GIVEN TASK
Transcribe the text of every entry below verbatim, omitting the pictures from your answer.

-- THE INPUT start --

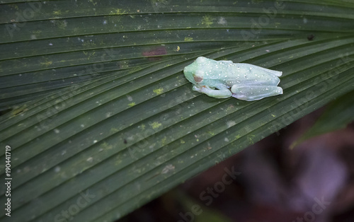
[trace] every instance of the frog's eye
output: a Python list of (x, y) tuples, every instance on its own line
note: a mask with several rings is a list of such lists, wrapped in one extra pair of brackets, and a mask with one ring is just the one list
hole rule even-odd
[(202, 81), (202, 76), (195, 76), (193, 75), (193, 78), (194, 78), (194, 81), (196, 82), (196, 83), (200, 83)]

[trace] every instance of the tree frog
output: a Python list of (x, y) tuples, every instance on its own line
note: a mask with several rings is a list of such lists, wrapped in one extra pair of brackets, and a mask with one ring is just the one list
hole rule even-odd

-- THE INPUT end --

SOLUTION
[trace] every instance of the frog's eye
output: a Python list of (x, y) tuples, every instance on its own line
note: a mask with several rings is a list of such lists, wrapped in one extra pair of brackets, and a mask with one ring is just the one list
hole rule even-odd
[(202, 81), (202, 76), (195, 76), (193, 75), (193, 78), (194, 78), (194, 81), (196, 82), (196, 83), (200, 83)]

[trace] every instance of the tree frog
output: a Python list of (x, y) tuples, every instance on its own line
note: a mask with several rings is a list of such lists, wrapped in one extra pair of brackets, and a mask with one ring is just the one list
hole rule even-odd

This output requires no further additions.